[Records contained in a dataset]

%%

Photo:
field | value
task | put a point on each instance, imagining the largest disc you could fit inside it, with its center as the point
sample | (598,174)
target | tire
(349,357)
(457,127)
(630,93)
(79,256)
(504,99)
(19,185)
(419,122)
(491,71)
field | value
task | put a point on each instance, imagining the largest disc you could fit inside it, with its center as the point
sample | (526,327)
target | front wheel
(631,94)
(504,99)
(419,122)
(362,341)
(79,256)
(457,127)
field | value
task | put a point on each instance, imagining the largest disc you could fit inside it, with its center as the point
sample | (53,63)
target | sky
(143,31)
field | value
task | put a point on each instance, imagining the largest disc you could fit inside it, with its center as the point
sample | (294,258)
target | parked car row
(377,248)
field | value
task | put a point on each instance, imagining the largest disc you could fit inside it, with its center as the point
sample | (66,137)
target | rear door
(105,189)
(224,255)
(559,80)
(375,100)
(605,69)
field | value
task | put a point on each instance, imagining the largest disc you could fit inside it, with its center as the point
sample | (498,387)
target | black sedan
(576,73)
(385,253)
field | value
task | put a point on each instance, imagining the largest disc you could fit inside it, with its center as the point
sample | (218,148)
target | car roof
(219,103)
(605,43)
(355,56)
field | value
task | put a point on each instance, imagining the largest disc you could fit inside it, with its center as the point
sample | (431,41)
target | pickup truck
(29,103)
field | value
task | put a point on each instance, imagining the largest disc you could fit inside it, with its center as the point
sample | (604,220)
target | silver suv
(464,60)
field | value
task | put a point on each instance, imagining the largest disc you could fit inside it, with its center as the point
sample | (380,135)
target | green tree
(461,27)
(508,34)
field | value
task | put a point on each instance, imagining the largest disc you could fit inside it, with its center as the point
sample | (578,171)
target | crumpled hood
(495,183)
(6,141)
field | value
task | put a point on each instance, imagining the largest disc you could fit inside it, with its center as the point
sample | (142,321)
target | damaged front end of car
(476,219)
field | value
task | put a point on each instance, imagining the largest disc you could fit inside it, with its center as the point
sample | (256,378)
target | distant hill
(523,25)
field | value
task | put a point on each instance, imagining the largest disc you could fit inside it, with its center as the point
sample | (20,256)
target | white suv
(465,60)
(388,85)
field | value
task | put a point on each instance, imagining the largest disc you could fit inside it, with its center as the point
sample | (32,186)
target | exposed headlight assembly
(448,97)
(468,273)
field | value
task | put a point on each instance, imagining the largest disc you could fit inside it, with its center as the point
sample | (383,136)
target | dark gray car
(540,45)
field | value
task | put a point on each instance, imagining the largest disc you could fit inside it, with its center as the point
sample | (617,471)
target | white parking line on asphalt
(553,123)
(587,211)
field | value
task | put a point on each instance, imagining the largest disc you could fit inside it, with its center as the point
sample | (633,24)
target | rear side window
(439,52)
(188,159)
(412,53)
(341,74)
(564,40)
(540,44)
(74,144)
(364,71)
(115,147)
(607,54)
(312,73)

%%

Set task → Restate the listing above word for word.

The output →
Photo:
field | value
task | put a point on each instance, imagining the largest disc you could fit inside it, with its center as the point
sample | (598,174)
target | tire
(349,357)
(457,127)
(630,93)
(79,256)
(504,99)
(19,185)
(419,122)
(491,71)
field | value
task | put a point on each instance, imagining the largest disc you could fit inside it, with its center as the point
sample | (526,327)
target | front wheel
(631,94)
(504,99)
(419,122)
(362,341)
(79,256)
(457,127)
field | value
task | put a point on each instance, imagining the largest disc you could fit inside it, with its center as the point
sample | (53,63)
target | sky
(143,31)
field | value
task | put a point on each instance, imagining the largest disc you could fit inside it, with its center as the point
sample | (294,258)
target | parked car row
(377,248)
field | value
task | put a point on each instance, imagining the largest disc you could fit inside it, with its center as the point
sample | (66,137)
target | rear door
(105,189)
(224,255)
(559,80)
(375,100)
(605,69)
field | value
task | put a point on each instance, imagining the largest disc you could fit inside it, with its center as the point
sample | (498,387)
target | black sedan
(576,73)
(385,253)
field | value
task | put a point on each instance, imagining the largest disc you could fit inside it, with its center as the point
sample | (218,148)
target | car roof
(219,103)
(605,43)
(355,56)
field | value
task | put a point on each instance, imagining the largest disc you could fit inside it, with its center as the point
sample | (431,41)
target | pickup truck
(29,103)
field | value
task | put a point on each instance, imagining the largest disc you could fit inside it, with its center as the point
sample | (604,220)
target | silver suv
(464,60)
field | value
task | put a point on each instance, imagining the largest disc you could fit inside it, with its center as the point
sample | (380,135)
target | green tree
(461,27)
(508,34)
field | value
task | put a point on each instance, imagining the largest disc you could fit inside it, with its center as the point
sample | (578,171)
target | crumpled hood
(495,183)
(6,141)
field | value
task | put a point on each instance, imagining the largest disc you could fit inside it, with its center as the point
sample | (142,321)
target | damaged front end of car
(476,219)
field | value
task | put a point on each instance, imagining the largest disc you could fit inside it, with its center as the point
sample | (256,378)
target | distant hill
(523,25)
field | value
task | put a point on each instance, imagining the largest disc you could fit inside it, with its center as the point
sample | (20,256)
target | white suv
(465,60)
(388,85)
field | value
task | put a point on each instance, imagining the largest disc you could fit inside it, with its center as the point
sample | (32,186)
target | exposed headlight assembly
(448,97)
(468,273)
field | value
task | put a point on each instance, imagining the largest disc you could fit inside it, with its center as the point
sample | (383,136)
target | dark gray car
(540,45)
field | value
task | put a point on each instance, imagining the largest disc you could fit inside it, with its center as the point
sample | (617,471)
target | white parking line on asphalt
(553,123)
(587,211)
field | value
task | put a point on each instance, imagining the largest disc you could fit inside it, with its center as the point
sample | (633,24)
target | rear side window
(439,52)
(188,159)
(412,53)
(341,74)
(564,40)
(540,44)
(74,144)
(364,71)
(115,147)
(607,54)
(312,73)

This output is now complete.